*WRITTEN TASK:* Copy out every line of the entries below that contains the word "background".
+++ DATA LINES
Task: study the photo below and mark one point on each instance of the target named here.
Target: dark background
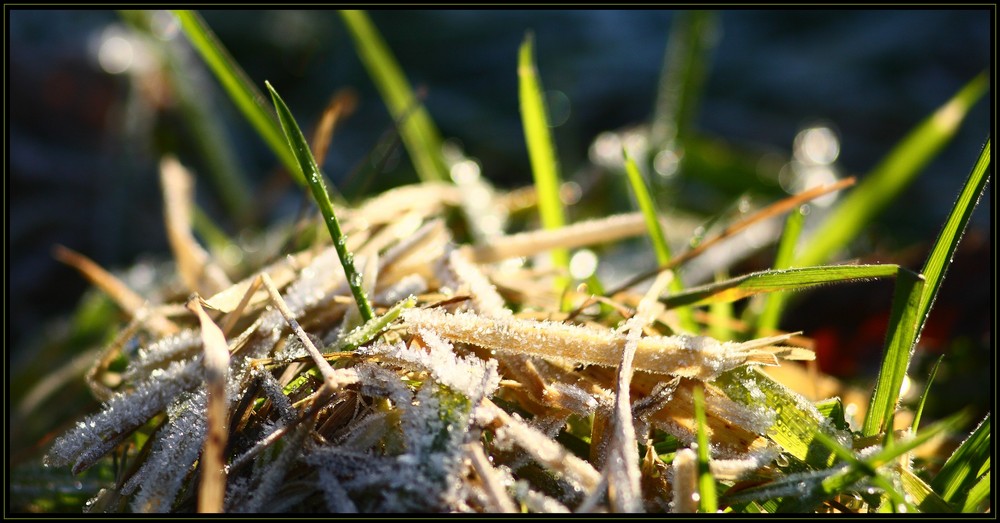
(83, 144)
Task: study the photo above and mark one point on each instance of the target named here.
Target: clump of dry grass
(455, 397)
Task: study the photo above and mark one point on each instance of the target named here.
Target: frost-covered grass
(477, 380)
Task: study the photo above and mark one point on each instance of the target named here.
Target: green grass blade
(947, 241)
(368, 330)
(910, 310)
(960, 471)
(887, 180)
(920, 492)
(774, 303)
(310, 171)
(708, 501)
(979, 494)
(649, 211)
(541, 150)
(858, 468)
(693, 34)
(780, 280)
(420, 136)
(923, 397)
(660, 246)
(796, 420)
(900, 340)
(247, 98)
(206, 129)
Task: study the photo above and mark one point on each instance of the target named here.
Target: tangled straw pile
(468, 391)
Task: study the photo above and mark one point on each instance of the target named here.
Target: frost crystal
(469, 375)
(175, 450)
(123, 413)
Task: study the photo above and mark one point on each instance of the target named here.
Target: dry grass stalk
(688, 356)
(195, 267)
(212, 489)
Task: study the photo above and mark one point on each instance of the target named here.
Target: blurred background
(93, 104)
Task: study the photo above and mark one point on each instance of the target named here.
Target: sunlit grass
(469, 385)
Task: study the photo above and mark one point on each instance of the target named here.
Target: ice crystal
(123, 413)
(177, 346)
(467, 374)
(175, 451)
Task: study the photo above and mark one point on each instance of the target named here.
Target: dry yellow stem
(126, 298)
(699, 357)
(549, 453)
(212, 489)
(195, 267)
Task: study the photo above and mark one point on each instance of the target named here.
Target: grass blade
(660, 246)
(910, 310)
(946, 243)
(544, 166)
(781, 280)
(900, 340)
(421, 137)
(707, 500)
(978, 495)
(774, 303)
(923, 397)
(247, 98)
(692, 37)
(310, 171)
(212, 489)
(962, 468)
(923, 496)
(796, 420)
(887, 180)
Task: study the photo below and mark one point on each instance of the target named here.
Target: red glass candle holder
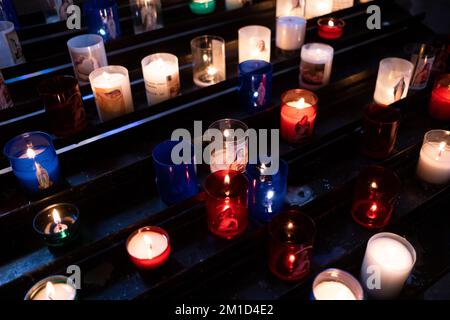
(227, 203)
(148, 247)
(298, 115)
(379, 130)
(439, 107)
(63, 105)
(376, 193)
(291, 242)
(330, 28)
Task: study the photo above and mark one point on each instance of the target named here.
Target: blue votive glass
(34, 161)
(175, 182)
(255, 84)
(102, 18)
(267, 192)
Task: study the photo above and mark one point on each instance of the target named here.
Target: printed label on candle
(312, 73)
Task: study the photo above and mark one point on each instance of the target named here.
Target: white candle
(254, 43)
(316, 64)
(387, 264)
(434, 160)
(316, 8)
(394, 76)
(147, 245)
(161, 76)
(112, 91)
(290, 33)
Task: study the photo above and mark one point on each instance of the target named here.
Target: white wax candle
(147, 245)
(290, 33)
(387, 264)
(56, 291)
(316, 8)
(112, 91)
(333, 290)
(316, 64)
(161, 76)
(434, 163)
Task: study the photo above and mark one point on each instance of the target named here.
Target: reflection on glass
(146, 15)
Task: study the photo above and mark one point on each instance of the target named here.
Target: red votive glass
(227, 203)
(148, 247)
(298, 115)
(377, 190)
(63, 105)
(439, 107)
(379, 130)
(292, 237)
(330, 28)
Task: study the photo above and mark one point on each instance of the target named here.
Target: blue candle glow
(267, 192)
(175, 182)
(255, 84)
(34, 161)
(103, 18)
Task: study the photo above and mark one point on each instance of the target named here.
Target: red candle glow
(439, 107)
(298, 114)
(226, 203)
(330, 28)
(148, 247)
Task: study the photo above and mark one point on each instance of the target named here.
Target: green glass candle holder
(202, 6)
(57, 224)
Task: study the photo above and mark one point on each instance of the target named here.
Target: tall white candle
(254, 43)
(112, 91)
(434, 160)
(316, 64)
(290, 33)
(394, 76)
(387, 264)
(316, 8)
(161, 76)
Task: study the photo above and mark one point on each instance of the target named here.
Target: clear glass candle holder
(57, 224)
(232, 151)
(208, 60)
(53, 288)
(376, 193)
(292, 235)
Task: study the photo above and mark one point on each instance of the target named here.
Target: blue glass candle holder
(102, 18)
(255, 84)
(175, 182)
(267, 192)
(34, 161)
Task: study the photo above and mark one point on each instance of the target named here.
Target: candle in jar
(290, 33)
(112, 91)
(387, 263)
(254, 43)
(394, 76)
(316, 64)
(161, 76)
(298, 115)
(148, 247)
(439, 107)
(434, 160)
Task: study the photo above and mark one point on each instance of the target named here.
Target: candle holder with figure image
(208, 60)
(34, 162)
(227, 203)
(255, 84)
(376, 194)
(57, 225)
(102, 18)
(87, 53)
(63, 105)
(292, 235)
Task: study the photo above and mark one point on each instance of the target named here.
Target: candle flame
(30, 153)
(49, 290)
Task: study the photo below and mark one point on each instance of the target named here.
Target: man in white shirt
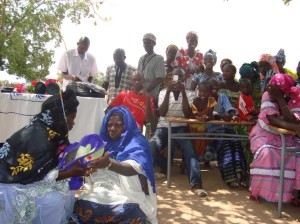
(77, 64)
(175, 100)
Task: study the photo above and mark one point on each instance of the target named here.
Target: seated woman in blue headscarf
(122, 190)
(30, 190)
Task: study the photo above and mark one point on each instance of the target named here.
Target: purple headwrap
(190, 34)
(285, 82)
(270, 59)
(295, 97)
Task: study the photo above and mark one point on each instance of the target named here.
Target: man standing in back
(118, 76)
(77, 64)
(153, 68)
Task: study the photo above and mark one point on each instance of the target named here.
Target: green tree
(27, 26)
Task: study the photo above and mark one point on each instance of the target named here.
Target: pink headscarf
(285, 82)
(295, 97)
(269, 58)
(190, 34)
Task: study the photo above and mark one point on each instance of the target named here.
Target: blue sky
(238, 29)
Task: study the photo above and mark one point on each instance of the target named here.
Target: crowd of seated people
(265, 93)
(205, 94)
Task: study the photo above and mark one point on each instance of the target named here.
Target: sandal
(200, 192)
(254, 199)
(158, 176)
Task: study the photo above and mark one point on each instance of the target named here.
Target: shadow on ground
(223, 205)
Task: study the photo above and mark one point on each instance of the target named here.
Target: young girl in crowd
(202, 108)
(210, 59)
(245, 104)
(267, 68)
(251, 72)
(231, 158)
(190, 59)
(280, 107)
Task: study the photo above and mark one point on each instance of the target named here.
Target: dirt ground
(223, 205)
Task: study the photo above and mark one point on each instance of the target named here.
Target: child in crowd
(298, 74)
(202, 108)
(245, 104)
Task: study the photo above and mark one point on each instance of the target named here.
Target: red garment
(245, 105)
(135, 103)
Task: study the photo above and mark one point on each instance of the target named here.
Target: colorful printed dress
(136, 103)
(240, 129)
(230, 157)
(28, 186)
(265, 146)
(200, 145)
(114, 198)
(183, 60)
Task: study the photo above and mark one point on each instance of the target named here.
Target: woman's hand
(236, 118)
(227, 117)
(274, 91)
(202, 118)
(100, 163)
(78, 170)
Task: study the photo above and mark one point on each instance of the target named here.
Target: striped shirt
(175, 107)
(152, 66)
(125, 83)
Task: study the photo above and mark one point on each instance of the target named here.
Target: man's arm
(186, 108)
(153, 84)
(149, 109)
(164, 107)
(105, 85)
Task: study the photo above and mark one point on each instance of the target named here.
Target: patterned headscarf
(131, 146)
(58, 110)
(298, 67)
(213, 54)
(280, 56)
(270, 59)
(171, 46)
(247, 69)
(285, 82)
(190, 34)
(149, 36)
(295, 97)
(37, 143)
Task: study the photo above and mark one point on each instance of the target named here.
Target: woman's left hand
(101, 162)
(274, 91)
(78, 170)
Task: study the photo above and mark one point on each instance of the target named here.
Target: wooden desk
(284, 151)
(205, 135)
(17, 109)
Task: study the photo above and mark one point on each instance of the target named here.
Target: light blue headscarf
(131, 146)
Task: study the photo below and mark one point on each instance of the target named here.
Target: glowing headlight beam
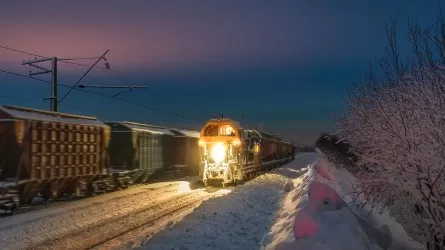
(218, 152)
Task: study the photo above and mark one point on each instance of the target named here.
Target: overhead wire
(103, 95)
(34, 100)
(87, 91)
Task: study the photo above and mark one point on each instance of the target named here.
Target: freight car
(137, 151)
(48, 153)
(230, 153)
(55, 154)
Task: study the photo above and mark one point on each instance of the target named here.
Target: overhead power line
(71, 89)
(33, 100)
(103, 95)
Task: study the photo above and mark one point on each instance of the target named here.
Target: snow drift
(316, 214)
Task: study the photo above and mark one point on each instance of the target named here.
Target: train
(229, 154)
(53, 155)
(50, 155)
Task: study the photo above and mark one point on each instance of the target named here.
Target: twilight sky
(284, 65)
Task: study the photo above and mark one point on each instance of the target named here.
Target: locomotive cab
(221, 142)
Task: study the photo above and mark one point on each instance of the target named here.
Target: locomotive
(55, 154)
(229, 153)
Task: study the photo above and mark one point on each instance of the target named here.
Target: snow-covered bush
(395, 125)
(337, 151)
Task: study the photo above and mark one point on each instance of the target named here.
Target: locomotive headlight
(218, 152)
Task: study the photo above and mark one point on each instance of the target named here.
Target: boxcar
(50, 153)
(142, 150)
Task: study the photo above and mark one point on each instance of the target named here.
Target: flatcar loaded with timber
(49, 153)
(230, 153)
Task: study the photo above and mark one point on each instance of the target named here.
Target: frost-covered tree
(395, 124)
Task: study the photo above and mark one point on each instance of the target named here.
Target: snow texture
(237, 220)
(314, 216)
(298, 206)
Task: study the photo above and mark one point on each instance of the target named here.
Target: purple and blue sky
(285, 65)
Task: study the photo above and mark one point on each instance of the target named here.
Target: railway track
(98, 222)
(105, 232)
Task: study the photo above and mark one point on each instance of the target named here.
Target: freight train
(52, 154)
(229, 153)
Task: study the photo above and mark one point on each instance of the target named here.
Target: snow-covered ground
(298, 206)
(303, 205)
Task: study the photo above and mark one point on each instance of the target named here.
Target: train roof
(142, 127)
(266, 135)
(228, 120)
(155, 129)
(15, 112)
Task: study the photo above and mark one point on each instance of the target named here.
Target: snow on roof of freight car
(147, 128)
(189, 133)
(236, 123)
(41, 115)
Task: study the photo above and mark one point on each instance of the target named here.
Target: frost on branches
(395, 125)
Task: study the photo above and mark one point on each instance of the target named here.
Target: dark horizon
(284, 65)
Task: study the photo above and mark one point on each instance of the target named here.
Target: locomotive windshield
(222, 130)
(226, 130)
(211, 130)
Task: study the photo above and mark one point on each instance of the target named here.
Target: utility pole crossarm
(91, 67)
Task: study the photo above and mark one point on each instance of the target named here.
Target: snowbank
(316, 215)
(237, 220)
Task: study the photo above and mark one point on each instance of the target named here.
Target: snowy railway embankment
(302, 205)
(95, 221)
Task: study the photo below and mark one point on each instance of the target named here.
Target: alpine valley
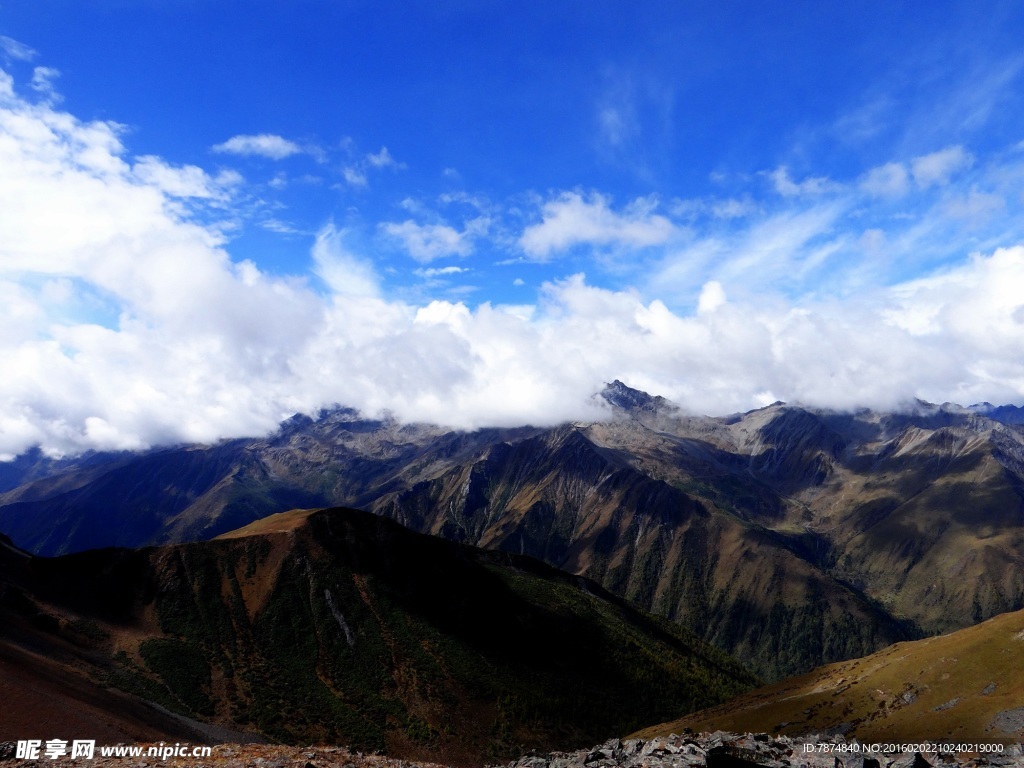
++++++
*EXERCISE ANSWER:*
Target: dark background
Target: blurred background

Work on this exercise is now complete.